ЗАДАНИЕ: Перескажи источник в двух предложениях.

ИСТОЧНИК:
В чем соль блистательного эпизода? А в том, что постановщики церемонии тоже заглянули в список номинантов и обнаружили, что четыре оперных спектакля из шести созданы по опусам ХХ –ХХI веков. Продолжая изучать недлинный перечень, можно также обнаружить его географическую скудость: пять работ московские, одна петербургская (наше сочувствие фестивальному зрителю, ощутимо потерявшему по части новых впечатлений). Не будем во всем винить пандемию, закрывшую театры до срока. И прежде бывали случаи, когда фестиваль выставлял не намного больше спектаклей и демонстрировал в своей афише высокий удельный вес современных сочинений. Что же до географии, то предугадать, сколькими удачами порадует тот или иной сезон и где те удачи родятся, не дано никому. С тем и перейдем к обзору масочных спектаклей в надежде обнаружить новые имена и новые тенденции.
КЛАССИКА ПОД КВАДРИГОЙ
Настоящий эксклюзив фестиваля-2021 –наличие в конкурсе работы Чернякова. Дмитрий Феликсович, звезда, гуру, наша гордость, давно и на своих условиях вписавшийся в европейский оперный контекст, не ставил у нас девять лет. И вот долгожданная встреча на Исторической сцене Большого, где мы и виделись с режиссером в последний раз.

СОХРАНЁННЫЕ ЗАПИСИ:
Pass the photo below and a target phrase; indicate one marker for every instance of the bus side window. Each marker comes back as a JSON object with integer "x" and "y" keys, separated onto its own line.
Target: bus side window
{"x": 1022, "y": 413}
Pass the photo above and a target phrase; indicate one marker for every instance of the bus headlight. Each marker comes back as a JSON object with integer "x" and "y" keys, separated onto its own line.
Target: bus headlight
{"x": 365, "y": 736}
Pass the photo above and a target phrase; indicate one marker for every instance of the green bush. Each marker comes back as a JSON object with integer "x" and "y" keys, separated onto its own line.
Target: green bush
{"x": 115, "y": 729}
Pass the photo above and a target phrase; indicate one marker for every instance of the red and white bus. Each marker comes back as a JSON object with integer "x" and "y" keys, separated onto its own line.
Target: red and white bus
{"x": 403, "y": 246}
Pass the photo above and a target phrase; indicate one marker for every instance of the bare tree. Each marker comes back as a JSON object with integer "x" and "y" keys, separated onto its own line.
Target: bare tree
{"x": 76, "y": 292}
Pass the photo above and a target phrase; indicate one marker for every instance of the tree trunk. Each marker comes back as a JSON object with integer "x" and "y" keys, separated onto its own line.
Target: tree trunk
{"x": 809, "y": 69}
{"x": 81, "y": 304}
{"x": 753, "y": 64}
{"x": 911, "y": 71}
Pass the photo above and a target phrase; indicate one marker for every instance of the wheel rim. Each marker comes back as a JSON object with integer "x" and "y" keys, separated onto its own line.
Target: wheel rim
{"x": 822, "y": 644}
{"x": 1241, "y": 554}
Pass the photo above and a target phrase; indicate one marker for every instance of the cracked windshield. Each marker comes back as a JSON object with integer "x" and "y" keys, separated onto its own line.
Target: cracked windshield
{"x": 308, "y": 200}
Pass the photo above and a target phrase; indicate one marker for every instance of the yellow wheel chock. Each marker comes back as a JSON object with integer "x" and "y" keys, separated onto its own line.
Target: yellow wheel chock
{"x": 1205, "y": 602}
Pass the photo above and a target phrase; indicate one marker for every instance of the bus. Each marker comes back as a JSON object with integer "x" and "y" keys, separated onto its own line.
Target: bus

ПОЛНЫЙ ОТВЕТ: Из шести оперных спектаклей в списке номинантов четыре поставлены по сочинениям XX–XXI веков, а по географии список бедный: пять работ из Москвы и одна из Петербурга. Автор не во всём винит пандемию, ведь и раньше фестиваль показывал не намного больше спектаклей с большой долей современных сочинений, а главной редкостью фестиваля-2021 называет участие в конкурсе работы Чернякова, который после девятилетнего перерыва снова поставил спектакль на Исторической сцене Большого.